Tasks and exercises:
1. In the blog post on nitrogen in tires, reproduce the stretch from "There's a trade" through "like a fad.", swapping "NASCAR" for "Formula One".
2. Pick up the blog discussion of nitrogen-filled tires after its final sentence and carry it further.

Selected excerpt:

July 31, 2006
Nitrogen in Your Tires
...Marty Mailhot, manager of the Tire Warehouse in Topsham, said the idea is catching on with consumers, who are purchasing nitrogen for tires for cars, trucks, motor homes and lawn tractors. He has even tried it on footballs and inflatable tubes pulled behind boats.
He has a retort for those who pooh-pooh the notion of paying for nitrogen when there’s plenty of free air for the taking.
“I say, ’Why are you drinking that bottled water when there’s a pond out back?”’ he said.
I'd give it a second thought since there's no danger of looking like the Hindenburg. And since I really am terrible about checking the tires in any case.
Posted by tree hugging sister at July 31, 2006 03:43 PM
The differences are subtle, but important, said Steve McGrath, Tire Warehouse’s vice president of marketing in Keene, N.H.
Yup....you pay for the nitrogen gas, whereas air refills are much cheaper. Which, no doubt, Mr. McGrath wants you to ignore.
There's a trade off here, tire life and gas mileage versus the higher costs for nitrogen, a benefit-cost analysis that I haven't looked into. But with that 1.5 to 3.0 MPG increase cited in the article (nice but not spectacular), I'd guess that this might be a break-even deal in the long term.
NASCAR drivers push their vehicles to the upper limits....they need every edge they can get, as there is very little to no room for error. Under those conditions, nitrogen filled tires makes sense.
For the typical motorist? Sounds like a fad.
Posted by: The_Real_JeffS at July 31, 2006 03:54 PM
Well, the tire types they talked to said they charged for the intitial filling, then refills were free, if I remember correctly. And if you're a person who bought one a them big ass honking Avalanches for your everyday car, 1-3 more miles a gallon would probably make yer day. The improvement would be like an extra gallon of gas.

Entries supplied:
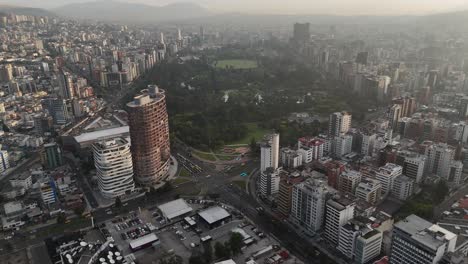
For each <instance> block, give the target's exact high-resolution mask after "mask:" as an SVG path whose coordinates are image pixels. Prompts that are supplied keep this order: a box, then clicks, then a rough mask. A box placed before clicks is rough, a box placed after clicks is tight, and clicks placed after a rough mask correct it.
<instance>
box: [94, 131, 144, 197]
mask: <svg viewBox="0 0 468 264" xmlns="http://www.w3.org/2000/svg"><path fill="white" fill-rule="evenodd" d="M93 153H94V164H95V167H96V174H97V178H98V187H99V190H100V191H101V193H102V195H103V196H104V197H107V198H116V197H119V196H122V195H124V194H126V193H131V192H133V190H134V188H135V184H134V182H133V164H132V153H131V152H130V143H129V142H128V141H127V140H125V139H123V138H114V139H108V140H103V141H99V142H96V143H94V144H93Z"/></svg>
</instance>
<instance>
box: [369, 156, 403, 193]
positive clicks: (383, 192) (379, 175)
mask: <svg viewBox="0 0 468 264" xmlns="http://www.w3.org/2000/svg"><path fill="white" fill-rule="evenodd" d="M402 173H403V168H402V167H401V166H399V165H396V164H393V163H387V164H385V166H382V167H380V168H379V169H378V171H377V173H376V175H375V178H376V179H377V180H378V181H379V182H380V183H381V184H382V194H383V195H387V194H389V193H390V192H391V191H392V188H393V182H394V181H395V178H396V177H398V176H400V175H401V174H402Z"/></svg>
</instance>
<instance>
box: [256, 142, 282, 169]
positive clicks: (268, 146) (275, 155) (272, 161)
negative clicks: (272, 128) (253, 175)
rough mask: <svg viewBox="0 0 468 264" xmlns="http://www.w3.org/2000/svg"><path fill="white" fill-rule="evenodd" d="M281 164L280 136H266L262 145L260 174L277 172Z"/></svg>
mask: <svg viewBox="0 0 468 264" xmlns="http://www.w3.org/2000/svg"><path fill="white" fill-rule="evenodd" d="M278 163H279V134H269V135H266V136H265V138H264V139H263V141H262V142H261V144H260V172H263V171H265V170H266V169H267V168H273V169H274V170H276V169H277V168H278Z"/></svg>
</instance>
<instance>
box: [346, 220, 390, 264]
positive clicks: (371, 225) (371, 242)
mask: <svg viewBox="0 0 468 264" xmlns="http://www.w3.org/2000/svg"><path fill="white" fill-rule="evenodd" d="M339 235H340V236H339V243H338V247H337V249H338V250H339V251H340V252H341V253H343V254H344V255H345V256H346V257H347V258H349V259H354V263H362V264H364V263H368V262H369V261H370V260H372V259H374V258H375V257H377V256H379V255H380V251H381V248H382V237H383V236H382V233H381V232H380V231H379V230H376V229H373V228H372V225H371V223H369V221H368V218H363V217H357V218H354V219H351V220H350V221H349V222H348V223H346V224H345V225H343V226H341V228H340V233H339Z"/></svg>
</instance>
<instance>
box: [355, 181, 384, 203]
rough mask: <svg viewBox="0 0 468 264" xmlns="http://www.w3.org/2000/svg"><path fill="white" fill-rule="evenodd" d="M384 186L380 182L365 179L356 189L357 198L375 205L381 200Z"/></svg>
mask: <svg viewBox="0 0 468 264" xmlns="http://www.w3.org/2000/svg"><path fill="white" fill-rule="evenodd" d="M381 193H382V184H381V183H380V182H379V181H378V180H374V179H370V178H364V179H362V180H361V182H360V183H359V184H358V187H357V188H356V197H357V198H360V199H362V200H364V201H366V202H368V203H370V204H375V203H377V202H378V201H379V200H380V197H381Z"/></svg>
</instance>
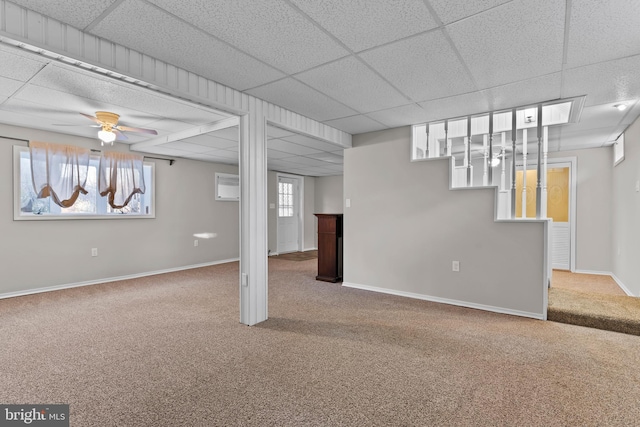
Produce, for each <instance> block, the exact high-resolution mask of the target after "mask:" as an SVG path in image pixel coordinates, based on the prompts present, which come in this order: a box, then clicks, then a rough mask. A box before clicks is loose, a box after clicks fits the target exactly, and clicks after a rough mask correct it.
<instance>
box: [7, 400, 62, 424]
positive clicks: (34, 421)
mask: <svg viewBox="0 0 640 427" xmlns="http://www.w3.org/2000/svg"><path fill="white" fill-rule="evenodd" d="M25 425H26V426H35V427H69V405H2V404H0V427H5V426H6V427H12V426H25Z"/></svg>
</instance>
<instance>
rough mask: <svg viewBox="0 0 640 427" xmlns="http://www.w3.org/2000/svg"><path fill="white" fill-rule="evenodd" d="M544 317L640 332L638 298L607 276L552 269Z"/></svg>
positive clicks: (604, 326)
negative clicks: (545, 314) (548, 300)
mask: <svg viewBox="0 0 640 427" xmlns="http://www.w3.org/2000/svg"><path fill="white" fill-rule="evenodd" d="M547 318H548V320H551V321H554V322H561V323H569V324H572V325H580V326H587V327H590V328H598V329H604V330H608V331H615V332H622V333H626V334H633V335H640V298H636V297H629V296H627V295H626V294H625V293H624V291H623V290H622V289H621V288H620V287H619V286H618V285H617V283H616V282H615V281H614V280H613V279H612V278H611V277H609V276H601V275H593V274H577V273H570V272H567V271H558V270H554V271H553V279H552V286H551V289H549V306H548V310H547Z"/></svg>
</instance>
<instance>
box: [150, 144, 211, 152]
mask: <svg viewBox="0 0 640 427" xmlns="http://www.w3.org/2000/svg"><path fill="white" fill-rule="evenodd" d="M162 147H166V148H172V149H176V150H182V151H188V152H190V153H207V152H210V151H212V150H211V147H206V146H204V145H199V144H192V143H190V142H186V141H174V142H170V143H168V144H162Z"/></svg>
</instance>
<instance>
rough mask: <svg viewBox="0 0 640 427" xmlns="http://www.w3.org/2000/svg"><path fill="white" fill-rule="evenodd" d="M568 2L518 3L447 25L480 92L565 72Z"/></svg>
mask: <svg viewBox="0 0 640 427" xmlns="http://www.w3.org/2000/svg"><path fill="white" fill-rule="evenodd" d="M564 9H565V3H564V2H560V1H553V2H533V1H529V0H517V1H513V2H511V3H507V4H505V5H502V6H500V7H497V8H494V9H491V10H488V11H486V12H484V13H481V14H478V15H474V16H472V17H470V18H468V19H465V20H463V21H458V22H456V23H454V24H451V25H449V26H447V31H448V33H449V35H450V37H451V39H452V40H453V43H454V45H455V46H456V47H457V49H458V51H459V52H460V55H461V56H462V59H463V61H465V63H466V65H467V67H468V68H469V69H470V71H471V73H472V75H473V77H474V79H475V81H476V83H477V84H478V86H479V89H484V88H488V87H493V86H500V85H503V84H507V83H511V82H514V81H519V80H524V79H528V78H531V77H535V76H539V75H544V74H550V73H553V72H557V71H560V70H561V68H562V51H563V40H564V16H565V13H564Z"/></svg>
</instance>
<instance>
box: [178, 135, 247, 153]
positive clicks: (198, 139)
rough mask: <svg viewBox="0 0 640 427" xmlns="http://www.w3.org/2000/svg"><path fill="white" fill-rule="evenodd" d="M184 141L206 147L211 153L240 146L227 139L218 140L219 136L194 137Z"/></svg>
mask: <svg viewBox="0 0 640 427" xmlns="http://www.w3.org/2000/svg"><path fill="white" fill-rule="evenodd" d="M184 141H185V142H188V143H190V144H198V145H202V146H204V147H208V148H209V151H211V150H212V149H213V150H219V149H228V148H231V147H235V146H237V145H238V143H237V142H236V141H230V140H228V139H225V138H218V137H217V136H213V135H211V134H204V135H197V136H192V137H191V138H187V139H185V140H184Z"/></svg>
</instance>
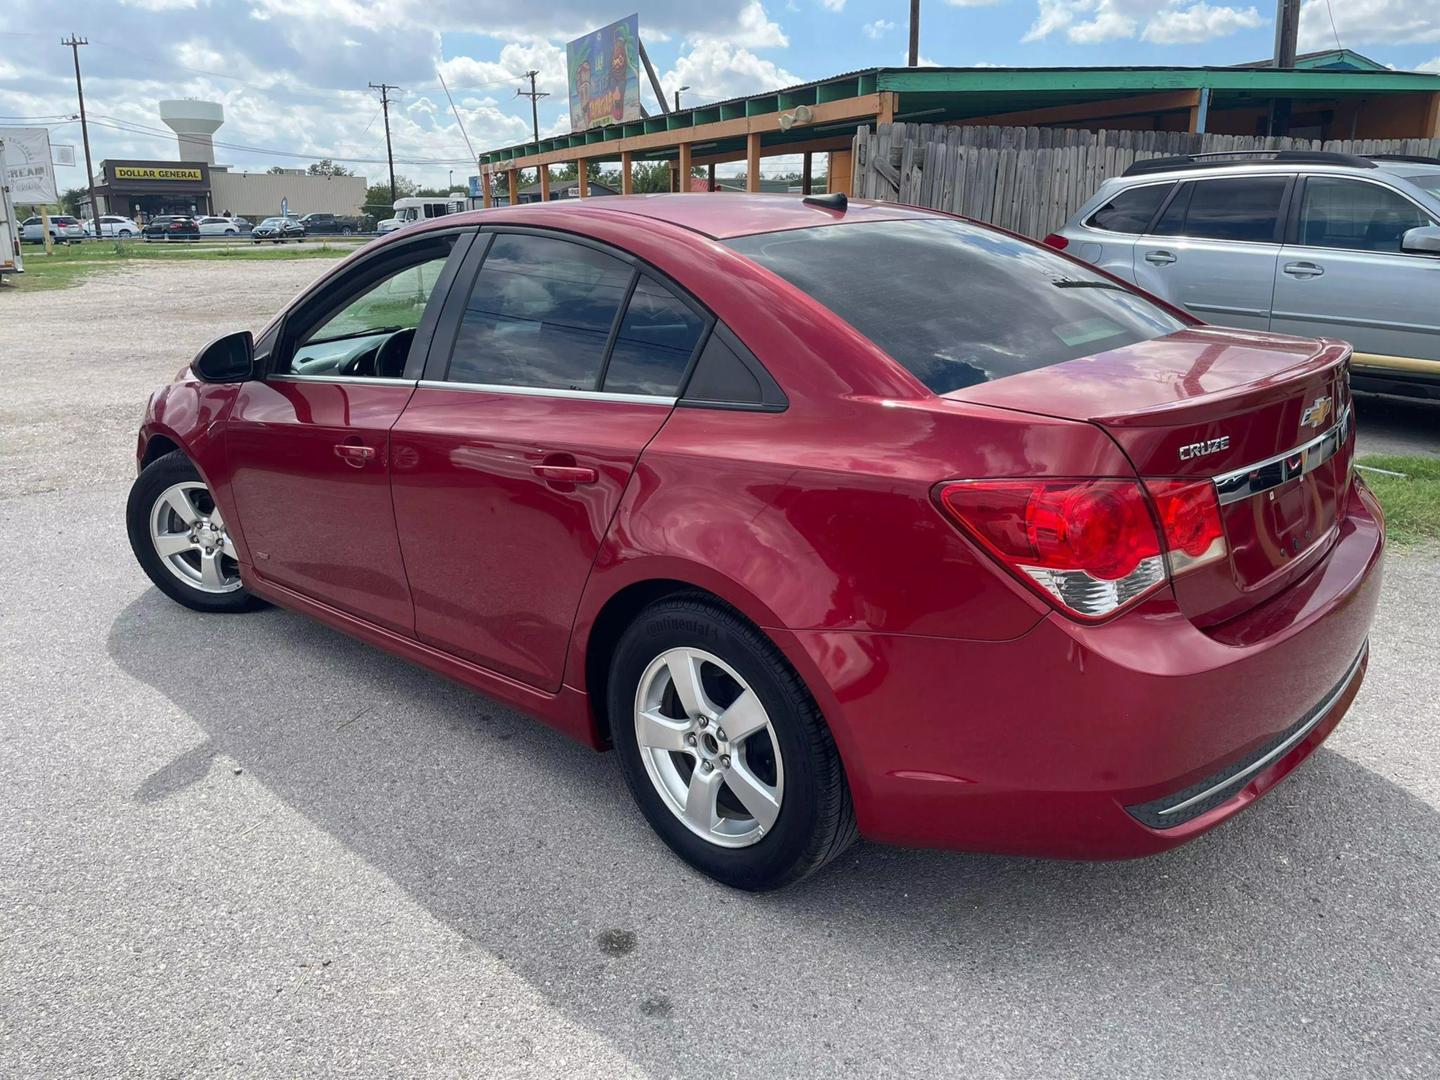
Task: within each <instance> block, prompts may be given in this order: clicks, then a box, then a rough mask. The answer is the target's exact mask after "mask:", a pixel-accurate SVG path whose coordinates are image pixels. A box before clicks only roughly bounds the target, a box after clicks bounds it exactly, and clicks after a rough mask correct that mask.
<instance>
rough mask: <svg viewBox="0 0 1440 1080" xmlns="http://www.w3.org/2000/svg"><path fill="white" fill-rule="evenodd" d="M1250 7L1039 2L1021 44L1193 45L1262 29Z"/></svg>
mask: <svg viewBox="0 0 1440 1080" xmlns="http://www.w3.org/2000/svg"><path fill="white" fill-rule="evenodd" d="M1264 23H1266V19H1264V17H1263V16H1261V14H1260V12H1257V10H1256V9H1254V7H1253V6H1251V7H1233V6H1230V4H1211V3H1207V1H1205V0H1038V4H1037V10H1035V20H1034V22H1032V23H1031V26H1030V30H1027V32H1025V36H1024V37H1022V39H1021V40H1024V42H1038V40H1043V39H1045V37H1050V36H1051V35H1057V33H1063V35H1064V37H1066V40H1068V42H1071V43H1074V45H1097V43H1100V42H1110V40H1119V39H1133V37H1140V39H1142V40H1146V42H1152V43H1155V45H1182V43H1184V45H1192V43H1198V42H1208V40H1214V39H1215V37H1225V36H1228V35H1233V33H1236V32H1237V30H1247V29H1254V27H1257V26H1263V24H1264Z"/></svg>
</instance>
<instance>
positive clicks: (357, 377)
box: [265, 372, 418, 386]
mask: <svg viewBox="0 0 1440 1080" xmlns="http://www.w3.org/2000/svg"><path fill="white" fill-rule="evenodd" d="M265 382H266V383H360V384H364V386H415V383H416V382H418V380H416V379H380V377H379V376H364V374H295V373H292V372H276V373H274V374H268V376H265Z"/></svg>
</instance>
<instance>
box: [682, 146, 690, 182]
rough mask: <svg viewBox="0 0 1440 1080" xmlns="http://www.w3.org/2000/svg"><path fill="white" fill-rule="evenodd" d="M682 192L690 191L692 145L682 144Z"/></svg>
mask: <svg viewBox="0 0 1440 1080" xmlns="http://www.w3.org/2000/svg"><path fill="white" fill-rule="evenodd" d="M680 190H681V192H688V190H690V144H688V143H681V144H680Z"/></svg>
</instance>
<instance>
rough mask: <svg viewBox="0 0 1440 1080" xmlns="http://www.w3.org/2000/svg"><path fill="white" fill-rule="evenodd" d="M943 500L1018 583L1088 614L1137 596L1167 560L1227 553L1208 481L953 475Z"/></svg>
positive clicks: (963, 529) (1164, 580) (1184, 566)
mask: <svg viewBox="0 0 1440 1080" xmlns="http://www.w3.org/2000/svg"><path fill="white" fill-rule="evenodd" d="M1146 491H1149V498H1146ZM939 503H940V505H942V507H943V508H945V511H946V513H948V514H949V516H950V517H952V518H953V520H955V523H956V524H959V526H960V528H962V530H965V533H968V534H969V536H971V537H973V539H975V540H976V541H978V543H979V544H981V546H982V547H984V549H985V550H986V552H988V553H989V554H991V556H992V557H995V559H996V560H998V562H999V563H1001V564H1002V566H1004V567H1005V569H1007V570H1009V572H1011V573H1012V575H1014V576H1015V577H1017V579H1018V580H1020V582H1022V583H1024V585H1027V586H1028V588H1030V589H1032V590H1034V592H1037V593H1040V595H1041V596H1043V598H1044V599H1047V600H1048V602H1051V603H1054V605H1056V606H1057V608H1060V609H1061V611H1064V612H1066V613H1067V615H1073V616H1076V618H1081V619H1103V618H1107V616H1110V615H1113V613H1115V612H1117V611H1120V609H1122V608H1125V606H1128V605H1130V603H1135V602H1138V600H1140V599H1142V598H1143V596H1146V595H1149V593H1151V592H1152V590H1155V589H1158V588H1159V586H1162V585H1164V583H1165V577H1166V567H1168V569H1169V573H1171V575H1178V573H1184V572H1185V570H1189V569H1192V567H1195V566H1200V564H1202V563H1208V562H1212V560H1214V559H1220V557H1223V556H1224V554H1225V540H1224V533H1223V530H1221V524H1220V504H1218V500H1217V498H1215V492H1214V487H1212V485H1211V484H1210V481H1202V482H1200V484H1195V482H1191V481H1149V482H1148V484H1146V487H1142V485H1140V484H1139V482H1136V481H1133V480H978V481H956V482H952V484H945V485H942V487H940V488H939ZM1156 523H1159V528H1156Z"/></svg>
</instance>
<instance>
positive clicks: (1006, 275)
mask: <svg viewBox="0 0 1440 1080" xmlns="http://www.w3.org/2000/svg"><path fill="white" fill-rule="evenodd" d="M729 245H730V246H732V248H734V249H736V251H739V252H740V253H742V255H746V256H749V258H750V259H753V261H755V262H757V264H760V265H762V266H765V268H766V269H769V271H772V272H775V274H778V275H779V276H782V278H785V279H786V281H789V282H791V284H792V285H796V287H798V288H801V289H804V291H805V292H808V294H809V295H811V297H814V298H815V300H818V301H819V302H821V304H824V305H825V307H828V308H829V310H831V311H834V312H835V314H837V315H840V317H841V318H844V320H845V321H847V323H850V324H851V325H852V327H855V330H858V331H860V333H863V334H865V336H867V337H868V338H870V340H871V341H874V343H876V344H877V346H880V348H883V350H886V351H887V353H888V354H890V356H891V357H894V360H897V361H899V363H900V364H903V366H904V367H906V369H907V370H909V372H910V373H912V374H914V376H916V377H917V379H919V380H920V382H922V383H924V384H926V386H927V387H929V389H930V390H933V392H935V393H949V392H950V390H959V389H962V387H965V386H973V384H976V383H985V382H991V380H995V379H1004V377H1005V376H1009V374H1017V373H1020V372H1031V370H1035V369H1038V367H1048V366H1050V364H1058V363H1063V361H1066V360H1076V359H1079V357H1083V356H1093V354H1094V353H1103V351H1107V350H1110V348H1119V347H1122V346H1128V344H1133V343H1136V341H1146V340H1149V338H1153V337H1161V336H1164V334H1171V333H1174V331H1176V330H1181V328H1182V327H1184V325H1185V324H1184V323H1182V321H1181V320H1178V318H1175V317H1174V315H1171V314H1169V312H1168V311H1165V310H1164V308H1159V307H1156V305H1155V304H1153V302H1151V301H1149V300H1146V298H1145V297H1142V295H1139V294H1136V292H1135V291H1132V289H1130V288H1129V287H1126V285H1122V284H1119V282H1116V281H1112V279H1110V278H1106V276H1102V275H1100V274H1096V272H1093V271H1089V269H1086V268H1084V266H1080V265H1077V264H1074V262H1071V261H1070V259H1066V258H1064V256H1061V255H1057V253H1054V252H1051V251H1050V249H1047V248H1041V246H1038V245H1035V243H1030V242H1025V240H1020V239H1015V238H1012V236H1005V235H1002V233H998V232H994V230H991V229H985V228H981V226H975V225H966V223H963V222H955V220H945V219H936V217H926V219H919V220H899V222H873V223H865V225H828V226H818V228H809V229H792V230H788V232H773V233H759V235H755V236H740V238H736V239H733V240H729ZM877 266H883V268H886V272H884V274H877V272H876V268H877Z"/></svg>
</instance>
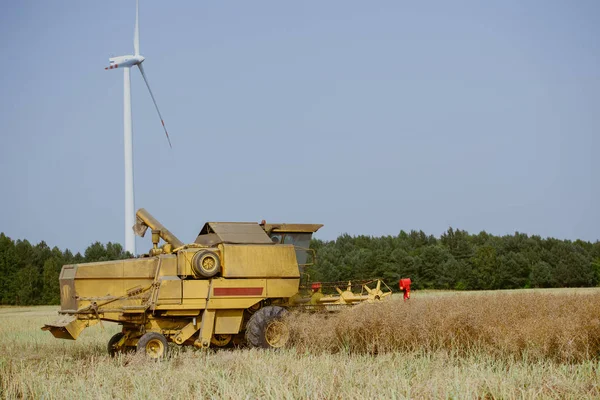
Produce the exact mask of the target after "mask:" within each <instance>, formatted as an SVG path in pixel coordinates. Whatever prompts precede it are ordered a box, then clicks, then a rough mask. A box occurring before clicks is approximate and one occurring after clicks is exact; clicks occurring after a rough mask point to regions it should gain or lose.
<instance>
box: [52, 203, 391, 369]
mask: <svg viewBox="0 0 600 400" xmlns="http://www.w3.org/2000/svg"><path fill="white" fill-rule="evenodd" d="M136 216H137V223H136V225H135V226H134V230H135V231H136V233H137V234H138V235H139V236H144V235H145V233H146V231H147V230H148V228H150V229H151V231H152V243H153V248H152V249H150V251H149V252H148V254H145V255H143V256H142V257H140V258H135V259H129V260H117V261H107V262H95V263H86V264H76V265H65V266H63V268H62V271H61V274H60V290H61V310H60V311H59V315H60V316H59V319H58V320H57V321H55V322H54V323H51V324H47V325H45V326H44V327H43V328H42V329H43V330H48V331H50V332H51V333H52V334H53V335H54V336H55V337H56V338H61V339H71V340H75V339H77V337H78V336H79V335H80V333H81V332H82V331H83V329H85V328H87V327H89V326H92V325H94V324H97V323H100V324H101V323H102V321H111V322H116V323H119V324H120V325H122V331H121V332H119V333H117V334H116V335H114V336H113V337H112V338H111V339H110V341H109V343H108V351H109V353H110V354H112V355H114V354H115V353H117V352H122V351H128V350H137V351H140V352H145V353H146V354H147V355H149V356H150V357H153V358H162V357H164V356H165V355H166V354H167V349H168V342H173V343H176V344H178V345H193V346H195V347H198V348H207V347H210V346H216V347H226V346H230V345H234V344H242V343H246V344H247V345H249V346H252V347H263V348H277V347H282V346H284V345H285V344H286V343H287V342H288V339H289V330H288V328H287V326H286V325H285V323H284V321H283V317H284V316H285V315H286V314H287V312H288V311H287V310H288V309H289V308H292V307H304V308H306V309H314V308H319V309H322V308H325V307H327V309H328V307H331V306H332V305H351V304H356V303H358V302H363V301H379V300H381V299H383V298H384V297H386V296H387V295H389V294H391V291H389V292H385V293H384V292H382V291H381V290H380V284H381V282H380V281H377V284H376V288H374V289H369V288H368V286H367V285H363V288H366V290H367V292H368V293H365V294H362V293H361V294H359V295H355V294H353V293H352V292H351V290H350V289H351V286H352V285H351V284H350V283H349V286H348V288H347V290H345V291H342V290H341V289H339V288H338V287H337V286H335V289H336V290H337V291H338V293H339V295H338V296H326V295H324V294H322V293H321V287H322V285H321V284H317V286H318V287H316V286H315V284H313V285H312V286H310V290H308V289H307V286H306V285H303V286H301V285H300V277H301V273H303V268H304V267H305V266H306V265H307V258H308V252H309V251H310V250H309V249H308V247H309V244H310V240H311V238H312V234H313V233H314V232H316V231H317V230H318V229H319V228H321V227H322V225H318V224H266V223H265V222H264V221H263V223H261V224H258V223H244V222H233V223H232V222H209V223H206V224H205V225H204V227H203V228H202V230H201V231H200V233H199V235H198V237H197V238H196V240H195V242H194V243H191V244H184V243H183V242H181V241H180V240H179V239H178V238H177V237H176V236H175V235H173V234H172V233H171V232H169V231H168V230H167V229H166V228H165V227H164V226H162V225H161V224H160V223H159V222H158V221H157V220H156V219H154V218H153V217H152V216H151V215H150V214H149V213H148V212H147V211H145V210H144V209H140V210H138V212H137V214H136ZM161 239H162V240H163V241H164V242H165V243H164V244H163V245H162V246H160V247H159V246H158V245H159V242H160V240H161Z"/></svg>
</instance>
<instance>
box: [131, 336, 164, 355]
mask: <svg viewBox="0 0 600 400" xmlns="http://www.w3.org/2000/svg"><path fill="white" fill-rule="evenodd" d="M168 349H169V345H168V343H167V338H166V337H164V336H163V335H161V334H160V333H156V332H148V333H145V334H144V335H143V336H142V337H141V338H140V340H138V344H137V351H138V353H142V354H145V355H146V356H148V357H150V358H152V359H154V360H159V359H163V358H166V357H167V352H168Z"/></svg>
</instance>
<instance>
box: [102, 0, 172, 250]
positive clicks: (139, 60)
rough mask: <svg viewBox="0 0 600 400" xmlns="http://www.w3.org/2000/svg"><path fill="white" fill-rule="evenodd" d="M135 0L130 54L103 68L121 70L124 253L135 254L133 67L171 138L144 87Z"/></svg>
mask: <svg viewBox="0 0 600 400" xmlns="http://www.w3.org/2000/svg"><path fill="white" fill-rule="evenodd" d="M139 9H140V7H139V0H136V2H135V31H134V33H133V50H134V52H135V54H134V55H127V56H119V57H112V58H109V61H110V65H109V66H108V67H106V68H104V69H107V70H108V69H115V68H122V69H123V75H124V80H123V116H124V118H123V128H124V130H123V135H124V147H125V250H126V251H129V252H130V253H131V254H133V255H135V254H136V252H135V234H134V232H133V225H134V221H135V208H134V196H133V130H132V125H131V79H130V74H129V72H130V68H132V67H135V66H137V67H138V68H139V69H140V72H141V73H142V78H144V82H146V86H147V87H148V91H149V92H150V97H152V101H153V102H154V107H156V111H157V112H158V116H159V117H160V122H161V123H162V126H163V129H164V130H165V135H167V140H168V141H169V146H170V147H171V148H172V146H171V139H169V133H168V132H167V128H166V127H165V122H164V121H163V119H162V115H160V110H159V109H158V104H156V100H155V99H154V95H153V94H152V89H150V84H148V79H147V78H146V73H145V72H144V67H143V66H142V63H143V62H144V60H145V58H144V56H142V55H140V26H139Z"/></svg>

Expected results:
1.
There's a trade off here, tire life and gas mileage versus the higher costs for nitrogen, a benefit-cost analysis that I haven't looked into. But with that 1.5 to 3.0 MPG increase cited in the article (nice but not spectacular), I'd guess that this might be a break-even deal in the long term.
Formula One drivers push their vehicles to the upper limits....they need every edge they can get, as there is very little to no room for error. Under those conditions, nitrogen filled tires makes sense.
For the typical motorist? Sounds like a fad.

2.
Posted by: tree hugging sister at July 31, 2006 04:00 PM
Avalanches (el al.) would not get 1-3 mpg more. They would get about 3% more mileage than what they currently get (if they currently get 20 mpg, that's about 0.6 mpg).
I'm not too impressed with the molecular diameter argument, it's 0.31nm for N2, 0.29nm for O2. I don't remember permeability equations but that strikes me as pretty minimal. Nor do I buy the "heat buildup" argument. I suspect any benefits are pretty marginal.
What does make some sense is the oxidation argument, but my own experience (and the continued existence of retread tires) suggests that oxidation from the inside is not a big problem.
Posted by: Ken S, Fifth String on the Banjo of Life at July 31, 2006 04:53 PM
I only notice the mistakes - for example, where the (heh) journalist says, "Nitrogen is an inert gas, so there are no safety or environmental issues."
One - nitrogen is NOT inert. It's right between carbon and oxygen on the periodic table.
Two - an inert gas doesn't mean "safe, no environmental impact," it means "does not readily form chemical compounds." If you think argon is safe for the environment just because it's inert, try breathing some.
Posted by: Nightfly at July 31, 2006 05:11 PM
Still sounds like a fad to me, THS. And if someone blows $30,000+ on a car, I have to wonder if they will worry about saving a gallon of gas a day.
And if they are worrying about a gallon a day, then maybe they shouldn't have bought the car in the first place.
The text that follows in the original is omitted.